** start **

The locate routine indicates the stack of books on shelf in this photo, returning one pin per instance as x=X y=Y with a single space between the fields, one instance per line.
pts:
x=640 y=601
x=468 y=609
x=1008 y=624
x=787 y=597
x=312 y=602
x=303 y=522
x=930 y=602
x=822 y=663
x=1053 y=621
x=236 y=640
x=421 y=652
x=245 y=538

** end **

Goal -
Convert every line of the rows above into a JSON list of strings, one string per line, with blank lines left out.

Completed task -
[
  "The locate routine indicates the stack of books on shelf in this photo, returning one pin per instance as x=X y=Y with a single space between the fields, one instance per line.",
  "pts:",
  "x=640 y=601",
  "x=468 y=609",
  "x=1008 y=624",
  "x=787 y=597",
  "x=312 y=602",
  "x=303 y=522",
  "x=930 y=602",
  "x=822 y=663",
  "x=1053 y=621",
  "x=236 y=640",
  "x=421 y=652",
  "x=245 y=538"
]